**Document text:**
-- start --

Selective Extraction from Archives
Linking with Static Library - Selective Extraction
════════════════════════════════════════════════════════════════
libutils.a contains:
┌────────────────────────────────────────────────────┐
│ helper.o │ math_funcs.o │ string_utils.o │
│ ──────────── │ ───────────── │ ────────────── │
│ helper() │ calculate() │ trim() │
│ format() │ square() │ split() │
└────────────────────────────────────────────────────┘
main.c only calls helper() and calculate()
Linker extracts only what's needed:
┌─────────────────────────────────────────┐
│ Final Executable │
│ ───────────────────────────────────── │
│ main.o code │
│ helper.o code ← Extracted │
│ math_funcs.o code ← Extracted │
│ (string_utils.o NOT included) │
└─────────────────────────────────────────┘
Library Order Matters! The linker processes files left-to-right. Put libraries AFTER the files that use them:
gcc main.c -lutils ✓ (main.c needs symbols from libutils)
gcc -lutils main.c ✗ (library scanned before main.c, no undefined refs yet)
Loaders
The loader is the OS component that reads an executable file into memory and prepares it for execution. On Linux, this is handled by the kernel (for ELF executables) and the dynamic linker (for dynamic dependencies).

-- end --

Records from a dataset:
-- start --

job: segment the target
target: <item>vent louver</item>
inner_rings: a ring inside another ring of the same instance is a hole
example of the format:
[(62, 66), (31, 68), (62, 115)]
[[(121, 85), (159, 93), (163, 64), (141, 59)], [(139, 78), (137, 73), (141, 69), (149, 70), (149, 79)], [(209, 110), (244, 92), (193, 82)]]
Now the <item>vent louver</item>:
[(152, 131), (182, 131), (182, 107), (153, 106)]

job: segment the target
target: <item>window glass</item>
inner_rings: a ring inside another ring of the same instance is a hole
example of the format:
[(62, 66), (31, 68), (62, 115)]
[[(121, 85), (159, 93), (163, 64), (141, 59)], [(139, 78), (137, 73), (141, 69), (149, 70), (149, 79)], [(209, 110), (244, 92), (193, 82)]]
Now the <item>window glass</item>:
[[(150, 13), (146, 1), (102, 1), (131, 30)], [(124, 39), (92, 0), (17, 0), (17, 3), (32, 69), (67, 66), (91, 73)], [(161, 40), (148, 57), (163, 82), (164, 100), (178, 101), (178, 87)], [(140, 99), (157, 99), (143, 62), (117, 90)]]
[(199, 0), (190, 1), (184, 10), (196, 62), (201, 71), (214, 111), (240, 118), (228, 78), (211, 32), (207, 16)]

-- end --
-- start --

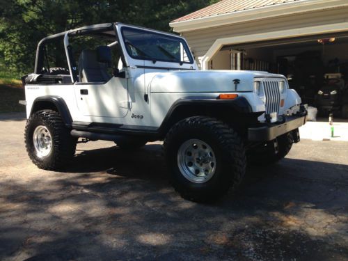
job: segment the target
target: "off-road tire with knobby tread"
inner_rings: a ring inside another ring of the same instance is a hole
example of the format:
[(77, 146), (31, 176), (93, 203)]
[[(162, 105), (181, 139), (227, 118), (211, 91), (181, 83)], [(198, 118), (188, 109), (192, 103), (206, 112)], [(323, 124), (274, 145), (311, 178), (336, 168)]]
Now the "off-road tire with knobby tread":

-- end --

**Actions to take:**
[a] In the text on static library linking, which object file is left out of the final executable?
[b] Rewrite the passage of the text on static library linking between "gcc -lutils main.c" and "(for dynamic dependencies).", inclusive, changing "kernel" to "OS kernel".

**The solutions:**
[a] string_utils.o

[b]
gcc -lutils main.c ✗ (library scanned before main.c, no undefined refs yet)
Loaders
The loader is the OS component that reads an executable file into memory and prepares it for execution. On Linux, this is handled by the OS kernel (for ELF executables) and the dynamic linker (for dynamic dependencies).